Excerpts from a detection dataset:
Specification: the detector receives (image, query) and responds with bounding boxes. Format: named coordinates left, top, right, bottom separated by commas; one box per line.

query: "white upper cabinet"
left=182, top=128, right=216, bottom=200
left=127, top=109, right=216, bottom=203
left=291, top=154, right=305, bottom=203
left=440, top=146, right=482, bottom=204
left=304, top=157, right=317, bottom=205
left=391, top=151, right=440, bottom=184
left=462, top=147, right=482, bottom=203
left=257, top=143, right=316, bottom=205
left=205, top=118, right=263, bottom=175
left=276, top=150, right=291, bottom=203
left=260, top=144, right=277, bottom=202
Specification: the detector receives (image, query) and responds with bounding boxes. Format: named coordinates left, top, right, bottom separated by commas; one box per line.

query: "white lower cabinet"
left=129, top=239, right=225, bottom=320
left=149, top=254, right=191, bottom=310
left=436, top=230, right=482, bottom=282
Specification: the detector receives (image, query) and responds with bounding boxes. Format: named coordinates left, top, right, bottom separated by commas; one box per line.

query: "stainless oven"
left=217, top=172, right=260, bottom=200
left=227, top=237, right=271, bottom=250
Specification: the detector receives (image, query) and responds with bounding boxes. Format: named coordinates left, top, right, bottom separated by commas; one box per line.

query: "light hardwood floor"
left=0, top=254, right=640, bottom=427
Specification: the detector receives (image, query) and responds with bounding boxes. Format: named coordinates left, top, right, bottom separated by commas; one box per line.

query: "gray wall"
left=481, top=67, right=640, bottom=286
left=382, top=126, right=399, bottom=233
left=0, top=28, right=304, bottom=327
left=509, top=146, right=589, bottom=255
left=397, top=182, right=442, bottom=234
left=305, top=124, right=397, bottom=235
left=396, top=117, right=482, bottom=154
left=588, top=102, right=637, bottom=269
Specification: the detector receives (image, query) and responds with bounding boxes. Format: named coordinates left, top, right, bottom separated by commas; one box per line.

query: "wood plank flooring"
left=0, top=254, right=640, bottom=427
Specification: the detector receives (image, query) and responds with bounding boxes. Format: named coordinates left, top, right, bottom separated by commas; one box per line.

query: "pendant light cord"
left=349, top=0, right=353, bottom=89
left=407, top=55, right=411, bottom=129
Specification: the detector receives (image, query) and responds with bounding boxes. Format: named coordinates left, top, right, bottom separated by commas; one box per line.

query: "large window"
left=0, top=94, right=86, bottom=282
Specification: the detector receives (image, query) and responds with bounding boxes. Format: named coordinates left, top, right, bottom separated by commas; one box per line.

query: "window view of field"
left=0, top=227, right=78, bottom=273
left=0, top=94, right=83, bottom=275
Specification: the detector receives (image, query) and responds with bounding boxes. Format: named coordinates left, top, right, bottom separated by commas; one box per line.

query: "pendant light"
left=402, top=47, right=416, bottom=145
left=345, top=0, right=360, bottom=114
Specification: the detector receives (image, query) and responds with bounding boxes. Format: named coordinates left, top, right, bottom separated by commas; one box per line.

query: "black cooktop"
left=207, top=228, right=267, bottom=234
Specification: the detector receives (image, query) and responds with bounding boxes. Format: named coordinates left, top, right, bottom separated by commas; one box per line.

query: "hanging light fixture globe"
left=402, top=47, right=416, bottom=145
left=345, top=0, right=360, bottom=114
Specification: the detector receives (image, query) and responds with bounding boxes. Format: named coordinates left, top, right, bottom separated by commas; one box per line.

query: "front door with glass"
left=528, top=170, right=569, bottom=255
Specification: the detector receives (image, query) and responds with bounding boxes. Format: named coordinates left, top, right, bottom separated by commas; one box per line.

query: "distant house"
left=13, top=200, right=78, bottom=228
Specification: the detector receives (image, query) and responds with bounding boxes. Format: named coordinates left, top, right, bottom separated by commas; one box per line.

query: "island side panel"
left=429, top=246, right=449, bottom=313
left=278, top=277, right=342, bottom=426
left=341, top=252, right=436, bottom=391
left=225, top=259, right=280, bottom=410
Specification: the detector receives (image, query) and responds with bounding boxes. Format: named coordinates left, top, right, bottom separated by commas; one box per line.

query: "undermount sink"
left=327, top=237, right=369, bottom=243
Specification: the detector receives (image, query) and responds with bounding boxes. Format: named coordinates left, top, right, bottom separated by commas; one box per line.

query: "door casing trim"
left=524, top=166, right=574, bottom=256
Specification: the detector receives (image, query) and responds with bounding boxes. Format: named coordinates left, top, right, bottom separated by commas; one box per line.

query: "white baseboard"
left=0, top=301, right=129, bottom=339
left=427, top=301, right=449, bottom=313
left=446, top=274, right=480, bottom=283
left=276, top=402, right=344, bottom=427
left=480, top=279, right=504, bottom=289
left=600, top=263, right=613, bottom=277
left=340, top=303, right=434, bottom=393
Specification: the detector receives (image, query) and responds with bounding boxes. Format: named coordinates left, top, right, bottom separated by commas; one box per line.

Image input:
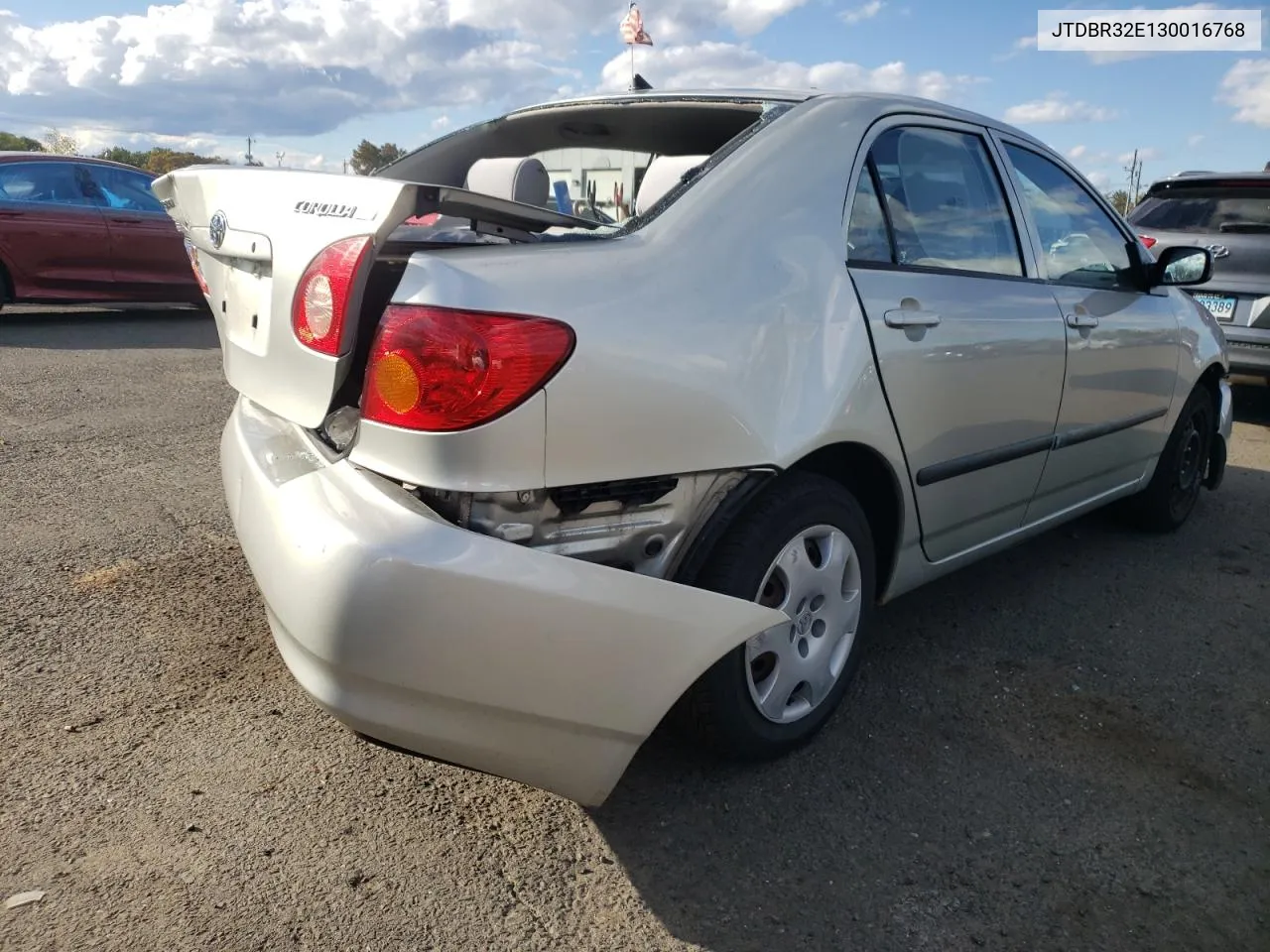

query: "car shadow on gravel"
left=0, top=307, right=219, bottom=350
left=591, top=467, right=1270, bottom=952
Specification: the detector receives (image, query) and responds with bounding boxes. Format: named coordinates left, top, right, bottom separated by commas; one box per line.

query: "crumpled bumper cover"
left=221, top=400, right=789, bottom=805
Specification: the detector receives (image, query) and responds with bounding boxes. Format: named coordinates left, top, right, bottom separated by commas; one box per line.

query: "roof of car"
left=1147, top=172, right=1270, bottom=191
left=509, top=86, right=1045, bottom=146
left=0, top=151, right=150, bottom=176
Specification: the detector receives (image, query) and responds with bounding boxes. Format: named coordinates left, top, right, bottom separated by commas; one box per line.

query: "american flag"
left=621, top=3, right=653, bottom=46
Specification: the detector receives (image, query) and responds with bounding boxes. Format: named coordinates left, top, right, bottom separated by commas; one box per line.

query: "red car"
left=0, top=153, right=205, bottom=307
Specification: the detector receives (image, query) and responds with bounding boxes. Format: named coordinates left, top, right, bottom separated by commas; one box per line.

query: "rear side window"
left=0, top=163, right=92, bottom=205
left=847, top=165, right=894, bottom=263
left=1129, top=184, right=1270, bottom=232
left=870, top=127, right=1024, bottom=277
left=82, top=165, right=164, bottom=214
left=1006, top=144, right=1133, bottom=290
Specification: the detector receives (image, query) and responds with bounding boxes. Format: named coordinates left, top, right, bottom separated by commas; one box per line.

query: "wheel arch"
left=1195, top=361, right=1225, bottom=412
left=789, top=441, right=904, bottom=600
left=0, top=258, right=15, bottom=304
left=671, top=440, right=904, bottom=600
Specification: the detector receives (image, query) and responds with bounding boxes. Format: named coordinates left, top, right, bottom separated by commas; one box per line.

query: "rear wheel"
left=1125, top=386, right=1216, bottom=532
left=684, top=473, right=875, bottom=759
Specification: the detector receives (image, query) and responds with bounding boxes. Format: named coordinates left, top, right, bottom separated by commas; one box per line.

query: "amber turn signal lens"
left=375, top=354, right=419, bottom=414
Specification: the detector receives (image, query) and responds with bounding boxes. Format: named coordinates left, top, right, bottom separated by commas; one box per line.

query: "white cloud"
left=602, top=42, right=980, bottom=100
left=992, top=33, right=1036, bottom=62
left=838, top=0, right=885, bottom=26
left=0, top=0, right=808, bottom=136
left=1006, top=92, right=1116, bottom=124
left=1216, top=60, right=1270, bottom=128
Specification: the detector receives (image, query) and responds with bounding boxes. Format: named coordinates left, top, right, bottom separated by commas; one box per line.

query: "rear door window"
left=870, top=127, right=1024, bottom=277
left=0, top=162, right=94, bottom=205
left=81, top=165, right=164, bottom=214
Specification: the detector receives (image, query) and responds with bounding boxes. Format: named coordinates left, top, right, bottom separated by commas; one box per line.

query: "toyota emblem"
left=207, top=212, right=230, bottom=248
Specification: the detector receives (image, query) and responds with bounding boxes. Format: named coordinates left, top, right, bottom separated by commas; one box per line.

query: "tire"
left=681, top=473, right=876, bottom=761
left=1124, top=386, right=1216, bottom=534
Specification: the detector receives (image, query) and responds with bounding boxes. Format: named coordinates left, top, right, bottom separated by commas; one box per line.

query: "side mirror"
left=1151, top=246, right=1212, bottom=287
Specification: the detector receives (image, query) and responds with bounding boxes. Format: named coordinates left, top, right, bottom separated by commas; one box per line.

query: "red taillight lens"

==

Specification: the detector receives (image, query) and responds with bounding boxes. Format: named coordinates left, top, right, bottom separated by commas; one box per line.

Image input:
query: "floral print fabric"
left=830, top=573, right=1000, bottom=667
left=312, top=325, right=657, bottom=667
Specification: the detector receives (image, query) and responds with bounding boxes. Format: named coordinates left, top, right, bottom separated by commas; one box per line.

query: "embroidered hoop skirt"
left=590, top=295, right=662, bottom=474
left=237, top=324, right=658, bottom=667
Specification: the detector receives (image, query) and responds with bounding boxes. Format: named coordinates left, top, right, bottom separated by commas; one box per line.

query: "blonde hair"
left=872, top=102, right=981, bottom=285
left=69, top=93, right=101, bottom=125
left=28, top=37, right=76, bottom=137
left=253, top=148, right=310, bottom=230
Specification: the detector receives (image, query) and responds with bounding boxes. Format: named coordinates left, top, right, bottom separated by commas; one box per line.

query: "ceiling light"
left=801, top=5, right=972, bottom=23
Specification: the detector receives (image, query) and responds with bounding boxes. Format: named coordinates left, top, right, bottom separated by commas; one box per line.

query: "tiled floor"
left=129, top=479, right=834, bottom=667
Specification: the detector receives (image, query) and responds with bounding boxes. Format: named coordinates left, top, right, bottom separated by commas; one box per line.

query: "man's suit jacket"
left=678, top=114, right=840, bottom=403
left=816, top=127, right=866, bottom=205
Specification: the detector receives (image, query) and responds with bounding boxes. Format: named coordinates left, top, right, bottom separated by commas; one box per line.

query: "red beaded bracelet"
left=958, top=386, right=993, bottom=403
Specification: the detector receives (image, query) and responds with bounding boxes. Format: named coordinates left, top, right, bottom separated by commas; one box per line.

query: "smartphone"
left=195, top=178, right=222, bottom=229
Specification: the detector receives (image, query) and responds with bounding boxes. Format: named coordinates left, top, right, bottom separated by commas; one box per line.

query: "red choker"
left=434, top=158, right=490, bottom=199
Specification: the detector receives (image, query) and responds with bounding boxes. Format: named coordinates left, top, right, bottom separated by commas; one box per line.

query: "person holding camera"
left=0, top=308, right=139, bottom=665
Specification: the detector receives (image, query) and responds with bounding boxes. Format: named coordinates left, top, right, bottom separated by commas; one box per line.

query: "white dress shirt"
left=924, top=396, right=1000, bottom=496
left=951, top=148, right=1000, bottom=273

=== Goal of the exercise ===
List every line from the excerpts above that contains the string "window", copying each one in full.

=== The completed task ===
query: "large window"
query: "window view of field"
query: "rear side window"
query: "rear door window"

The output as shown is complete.